— START OF THE DATA —

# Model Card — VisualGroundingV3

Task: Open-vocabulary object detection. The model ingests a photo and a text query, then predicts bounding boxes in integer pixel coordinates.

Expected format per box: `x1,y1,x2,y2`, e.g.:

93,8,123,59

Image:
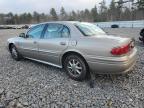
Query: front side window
27,24,45,39
75,23,106,36
44,24,70,39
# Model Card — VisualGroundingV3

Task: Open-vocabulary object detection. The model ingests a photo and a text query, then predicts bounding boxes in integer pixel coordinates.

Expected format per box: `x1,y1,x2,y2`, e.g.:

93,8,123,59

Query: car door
39,23,70,65
20,24,45,59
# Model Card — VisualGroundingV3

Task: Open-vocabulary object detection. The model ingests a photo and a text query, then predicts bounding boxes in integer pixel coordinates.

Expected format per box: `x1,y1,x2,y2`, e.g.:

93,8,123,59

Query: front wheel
64,55,88,81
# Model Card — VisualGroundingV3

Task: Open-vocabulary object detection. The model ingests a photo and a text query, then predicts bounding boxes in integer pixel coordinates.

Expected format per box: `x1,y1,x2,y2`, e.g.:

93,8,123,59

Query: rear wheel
10,45,22,61
64,55,88,81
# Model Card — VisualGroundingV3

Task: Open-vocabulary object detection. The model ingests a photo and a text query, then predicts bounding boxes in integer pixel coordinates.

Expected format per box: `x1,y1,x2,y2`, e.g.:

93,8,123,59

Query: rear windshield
74,23,106,36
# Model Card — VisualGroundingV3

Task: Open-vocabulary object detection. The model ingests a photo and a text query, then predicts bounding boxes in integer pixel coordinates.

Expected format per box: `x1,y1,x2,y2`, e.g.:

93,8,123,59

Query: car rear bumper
88,48,137,74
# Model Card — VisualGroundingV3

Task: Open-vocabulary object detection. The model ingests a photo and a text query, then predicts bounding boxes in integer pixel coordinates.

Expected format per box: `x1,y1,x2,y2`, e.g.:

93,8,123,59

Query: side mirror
19,33,26,38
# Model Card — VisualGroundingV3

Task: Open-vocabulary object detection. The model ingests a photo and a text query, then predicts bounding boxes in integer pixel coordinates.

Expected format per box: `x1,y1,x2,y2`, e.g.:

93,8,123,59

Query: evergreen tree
50,8,58,21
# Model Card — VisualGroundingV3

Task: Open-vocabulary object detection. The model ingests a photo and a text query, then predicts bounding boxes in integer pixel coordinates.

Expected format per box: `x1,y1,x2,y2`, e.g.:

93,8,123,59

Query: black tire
10,45,22,61
64,54,88,81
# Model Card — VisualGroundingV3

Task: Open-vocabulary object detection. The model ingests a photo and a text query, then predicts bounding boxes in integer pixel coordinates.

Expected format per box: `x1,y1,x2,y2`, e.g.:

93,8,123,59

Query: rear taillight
111,42,134,55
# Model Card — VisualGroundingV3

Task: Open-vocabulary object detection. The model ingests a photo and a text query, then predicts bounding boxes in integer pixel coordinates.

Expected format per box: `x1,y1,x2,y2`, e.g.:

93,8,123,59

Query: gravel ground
0,28,144,108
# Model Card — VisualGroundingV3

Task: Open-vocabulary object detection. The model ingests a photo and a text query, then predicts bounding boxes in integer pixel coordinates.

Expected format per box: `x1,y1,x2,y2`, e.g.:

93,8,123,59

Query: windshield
75,23,106,36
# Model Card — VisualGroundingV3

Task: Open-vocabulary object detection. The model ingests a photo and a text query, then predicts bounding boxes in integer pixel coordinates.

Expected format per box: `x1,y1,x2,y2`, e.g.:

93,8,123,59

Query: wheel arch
61,51,89,71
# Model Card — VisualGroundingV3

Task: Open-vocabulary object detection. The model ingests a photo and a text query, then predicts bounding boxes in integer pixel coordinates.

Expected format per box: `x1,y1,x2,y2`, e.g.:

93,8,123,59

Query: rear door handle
60,42,66,45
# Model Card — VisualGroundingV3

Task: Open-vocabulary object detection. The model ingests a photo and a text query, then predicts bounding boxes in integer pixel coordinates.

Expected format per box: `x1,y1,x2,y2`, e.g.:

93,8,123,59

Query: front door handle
60,42,66,45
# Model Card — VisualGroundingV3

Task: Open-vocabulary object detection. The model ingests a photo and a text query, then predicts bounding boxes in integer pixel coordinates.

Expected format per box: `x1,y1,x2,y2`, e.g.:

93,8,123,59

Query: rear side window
27,24,45,39
44,24,70,39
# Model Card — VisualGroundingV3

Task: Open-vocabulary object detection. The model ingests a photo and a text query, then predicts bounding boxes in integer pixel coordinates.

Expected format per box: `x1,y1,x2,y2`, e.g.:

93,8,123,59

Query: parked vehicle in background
111,24,119,28
8,21,137,80
139,28,144,43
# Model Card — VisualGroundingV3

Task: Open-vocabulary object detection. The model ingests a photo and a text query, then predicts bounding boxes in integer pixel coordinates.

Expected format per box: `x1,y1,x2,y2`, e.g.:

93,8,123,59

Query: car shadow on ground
18,59,133,88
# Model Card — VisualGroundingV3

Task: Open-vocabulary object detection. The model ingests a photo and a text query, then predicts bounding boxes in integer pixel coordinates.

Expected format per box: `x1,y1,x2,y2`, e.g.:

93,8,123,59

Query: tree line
0,0,144,24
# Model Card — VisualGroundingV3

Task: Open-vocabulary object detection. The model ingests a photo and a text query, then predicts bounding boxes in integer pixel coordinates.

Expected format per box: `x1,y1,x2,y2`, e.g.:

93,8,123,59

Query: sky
0,0,110,14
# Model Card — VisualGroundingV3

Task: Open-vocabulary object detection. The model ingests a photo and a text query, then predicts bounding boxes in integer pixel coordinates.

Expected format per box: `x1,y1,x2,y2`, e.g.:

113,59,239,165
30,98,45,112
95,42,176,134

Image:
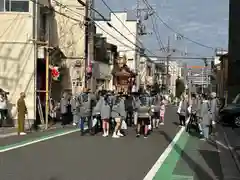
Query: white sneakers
112,131,124,138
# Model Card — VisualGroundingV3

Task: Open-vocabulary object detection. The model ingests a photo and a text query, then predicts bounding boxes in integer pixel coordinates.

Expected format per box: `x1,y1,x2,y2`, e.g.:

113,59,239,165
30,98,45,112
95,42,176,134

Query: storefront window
0,1,4,12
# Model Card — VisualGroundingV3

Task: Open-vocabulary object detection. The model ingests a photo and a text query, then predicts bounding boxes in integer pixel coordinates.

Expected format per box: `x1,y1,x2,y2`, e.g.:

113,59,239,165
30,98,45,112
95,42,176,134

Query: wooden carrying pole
45,48,49,129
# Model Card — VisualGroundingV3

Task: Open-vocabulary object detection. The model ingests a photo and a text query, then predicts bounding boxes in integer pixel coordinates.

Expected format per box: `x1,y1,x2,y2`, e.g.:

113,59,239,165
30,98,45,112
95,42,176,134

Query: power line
77,0,154,55
151,16,165,50
30,0,147,55
30,0,84,23
143,0,220,50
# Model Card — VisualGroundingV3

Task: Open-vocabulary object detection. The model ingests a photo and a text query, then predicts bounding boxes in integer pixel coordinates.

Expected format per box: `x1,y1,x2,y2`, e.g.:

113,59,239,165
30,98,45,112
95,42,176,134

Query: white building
96,12,139,88
0,0,85,124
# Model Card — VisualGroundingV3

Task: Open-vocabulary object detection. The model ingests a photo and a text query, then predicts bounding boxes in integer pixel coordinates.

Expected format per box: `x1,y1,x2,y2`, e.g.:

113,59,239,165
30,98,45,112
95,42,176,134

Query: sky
95,0,229,64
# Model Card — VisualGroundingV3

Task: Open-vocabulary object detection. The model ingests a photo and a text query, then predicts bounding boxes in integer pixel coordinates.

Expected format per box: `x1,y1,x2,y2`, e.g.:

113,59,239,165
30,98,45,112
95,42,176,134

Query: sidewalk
172,124,240,180
220,126,240,176
0,123,62,139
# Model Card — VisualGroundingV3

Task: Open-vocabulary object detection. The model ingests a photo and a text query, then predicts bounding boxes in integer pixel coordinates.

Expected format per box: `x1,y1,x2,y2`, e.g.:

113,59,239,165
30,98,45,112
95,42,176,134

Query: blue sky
95,0,229,64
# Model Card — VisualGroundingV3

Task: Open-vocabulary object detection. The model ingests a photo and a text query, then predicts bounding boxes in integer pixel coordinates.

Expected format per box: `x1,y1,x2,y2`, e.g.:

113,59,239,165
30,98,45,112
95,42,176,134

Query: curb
221,127,240,173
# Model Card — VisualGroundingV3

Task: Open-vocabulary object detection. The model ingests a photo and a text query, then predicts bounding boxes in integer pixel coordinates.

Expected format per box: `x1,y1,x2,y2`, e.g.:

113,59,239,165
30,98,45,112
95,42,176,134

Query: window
0,0,29,12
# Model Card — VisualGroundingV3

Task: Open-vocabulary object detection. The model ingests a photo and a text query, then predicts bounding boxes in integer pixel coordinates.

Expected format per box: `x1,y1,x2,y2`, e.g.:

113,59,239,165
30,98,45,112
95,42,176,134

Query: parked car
219,93,240,127
138,94,151,118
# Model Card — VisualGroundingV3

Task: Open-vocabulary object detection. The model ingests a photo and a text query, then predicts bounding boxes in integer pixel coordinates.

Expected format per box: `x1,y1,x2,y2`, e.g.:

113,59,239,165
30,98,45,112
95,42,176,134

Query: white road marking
0,129,80,153
0,132,17,138
143,118,189,180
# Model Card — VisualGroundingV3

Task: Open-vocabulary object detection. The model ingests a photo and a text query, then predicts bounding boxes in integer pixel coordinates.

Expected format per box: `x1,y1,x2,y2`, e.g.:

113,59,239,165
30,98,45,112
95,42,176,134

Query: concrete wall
0,2,35,119
228,0,240,101
52,0,85,93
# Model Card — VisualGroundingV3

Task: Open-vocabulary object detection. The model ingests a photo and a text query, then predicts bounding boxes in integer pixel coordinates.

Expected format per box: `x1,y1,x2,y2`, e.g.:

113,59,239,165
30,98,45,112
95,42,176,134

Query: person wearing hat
17,92,28,135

— END OF THE DATA —

> **WHAT IS NEEDED**:
Starting at the beginning of the data and ending at the line containing "20,24,45,59", write that span out again with -91 added to every bounding-box coordinate in the answers. Leave the pictures out.

> **ANSWER BELOW**:
# Model Card — VisualGroundingV3

Task: Open-vocabulary object detection. The model ingests a photo and a text query, then predicts bounding boxes in integer pixel coordinates.

Expected format per box: `x1,y1,x2,y2`, e.g.:

93,8,123,59

Image:
Query: front side window
-64,-67,-46,-52
-16,-68,15,-55
-47,-67,-21,-52
# Model Card — VisualGroundingV3

Task: Open-vocabulary object detection. The model ingests a photo and a text query, then predicts bounding boxes in integer pixel coordinates.

Expected format per box: `x1,y1,x2,y2`, e.g.:

93,8,123,59

Query: car door
-52,-68,-21,-26
-71,-67,-46,-32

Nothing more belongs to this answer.